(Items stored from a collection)
◇ ◇ ◇ ◇ ◇ ◇ ◇

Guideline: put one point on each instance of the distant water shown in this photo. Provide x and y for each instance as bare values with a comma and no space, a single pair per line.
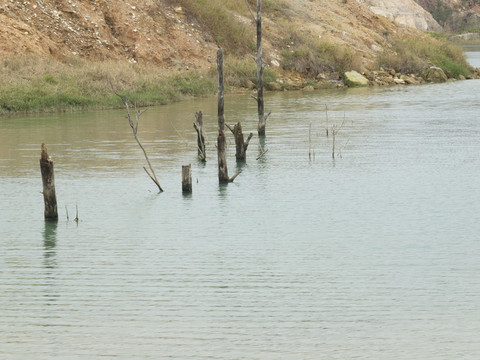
371,255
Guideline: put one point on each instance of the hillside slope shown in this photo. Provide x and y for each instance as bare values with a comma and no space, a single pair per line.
167,34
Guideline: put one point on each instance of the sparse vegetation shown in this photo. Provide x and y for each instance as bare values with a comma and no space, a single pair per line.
311,56
412,56
240,72
30,84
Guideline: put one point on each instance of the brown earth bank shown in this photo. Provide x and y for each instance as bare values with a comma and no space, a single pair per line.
166,34
307,43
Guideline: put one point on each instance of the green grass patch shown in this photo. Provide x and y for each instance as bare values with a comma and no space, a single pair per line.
29,85
414,55
311,55
239,72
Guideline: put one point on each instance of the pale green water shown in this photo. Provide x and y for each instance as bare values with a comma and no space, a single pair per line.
374,255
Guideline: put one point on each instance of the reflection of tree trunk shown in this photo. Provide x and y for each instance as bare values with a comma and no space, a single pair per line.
240,142
221,141
187,179
198,125
48,179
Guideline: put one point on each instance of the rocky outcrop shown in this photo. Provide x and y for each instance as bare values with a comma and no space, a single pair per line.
405,12
354,79
435,74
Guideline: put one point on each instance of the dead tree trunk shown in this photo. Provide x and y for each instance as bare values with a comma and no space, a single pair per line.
48,180
240,143
187,179
221,140
262,118
198,125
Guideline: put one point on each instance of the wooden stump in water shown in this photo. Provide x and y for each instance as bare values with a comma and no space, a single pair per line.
240,143
48,179
221,140
187,179
198,125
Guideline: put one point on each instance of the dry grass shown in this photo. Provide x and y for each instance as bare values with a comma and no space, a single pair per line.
31,84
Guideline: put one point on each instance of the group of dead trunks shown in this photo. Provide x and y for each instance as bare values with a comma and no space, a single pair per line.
241,144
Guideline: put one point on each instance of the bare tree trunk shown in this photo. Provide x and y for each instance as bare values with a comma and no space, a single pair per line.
241,144
48,180
221,141
187,179
198,125
262,118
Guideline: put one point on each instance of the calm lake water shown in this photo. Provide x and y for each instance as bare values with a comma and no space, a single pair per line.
371,255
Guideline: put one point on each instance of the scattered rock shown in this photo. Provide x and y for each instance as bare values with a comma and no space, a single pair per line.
354,79
435,74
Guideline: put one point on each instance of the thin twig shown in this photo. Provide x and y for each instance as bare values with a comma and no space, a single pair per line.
234,176
76,217
251,12
261,155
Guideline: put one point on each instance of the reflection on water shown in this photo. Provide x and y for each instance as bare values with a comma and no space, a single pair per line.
49,243
372,255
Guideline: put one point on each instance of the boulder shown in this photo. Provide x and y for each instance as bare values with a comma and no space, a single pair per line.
435,74
354,79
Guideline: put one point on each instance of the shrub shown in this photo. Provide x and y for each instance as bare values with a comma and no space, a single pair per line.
415,54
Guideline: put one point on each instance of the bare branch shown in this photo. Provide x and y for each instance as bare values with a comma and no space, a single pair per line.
248,140
135,129
251,12
234,176
266,116
261,155
230,128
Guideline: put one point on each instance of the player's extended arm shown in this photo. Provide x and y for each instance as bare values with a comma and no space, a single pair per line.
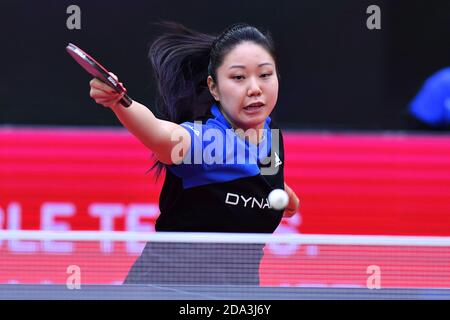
169,141
293,204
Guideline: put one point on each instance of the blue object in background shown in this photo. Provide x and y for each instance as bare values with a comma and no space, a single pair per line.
432,103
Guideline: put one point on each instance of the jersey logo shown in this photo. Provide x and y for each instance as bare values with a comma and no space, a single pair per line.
277,160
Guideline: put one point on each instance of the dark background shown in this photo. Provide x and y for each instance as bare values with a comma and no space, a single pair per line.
335,73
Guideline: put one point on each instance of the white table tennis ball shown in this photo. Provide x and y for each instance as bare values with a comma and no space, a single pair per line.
278,199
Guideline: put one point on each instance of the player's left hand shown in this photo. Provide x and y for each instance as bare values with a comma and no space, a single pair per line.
293,204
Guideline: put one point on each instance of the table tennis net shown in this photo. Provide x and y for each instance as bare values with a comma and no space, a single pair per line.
280,260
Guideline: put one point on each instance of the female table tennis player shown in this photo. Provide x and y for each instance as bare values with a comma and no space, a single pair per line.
230,84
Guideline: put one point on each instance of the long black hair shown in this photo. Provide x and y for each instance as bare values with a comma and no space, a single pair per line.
183,58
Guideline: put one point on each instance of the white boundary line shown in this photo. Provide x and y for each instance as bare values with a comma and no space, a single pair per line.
204,237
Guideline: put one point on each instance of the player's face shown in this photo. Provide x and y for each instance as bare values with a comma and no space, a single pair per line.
246,76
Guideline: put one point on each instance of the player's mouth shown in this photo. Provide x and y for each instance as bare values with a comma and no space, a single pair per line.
254,107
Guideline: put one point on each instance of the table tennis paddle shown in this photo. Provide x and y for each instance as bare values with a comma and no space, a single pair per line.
98,71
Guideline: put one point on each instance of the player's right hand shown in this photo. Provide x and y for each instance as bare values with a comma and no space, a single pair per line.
104,94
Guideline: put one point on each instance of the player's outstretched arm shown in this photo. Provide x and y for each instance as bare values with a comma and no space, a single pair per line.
169,141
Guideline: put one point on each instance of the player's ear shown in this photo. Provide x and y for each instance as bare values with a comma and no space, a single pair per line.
213,88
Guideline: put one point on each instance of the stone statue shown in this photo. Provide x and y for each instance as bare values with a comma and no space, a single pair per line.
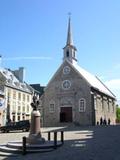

◇ ◇ ◇ ◇ ◇ ◇ ◇

* **Given problem**
Count the lines of the entries above that contain the word "green". Reply with the number alone.

* **Full answer**
2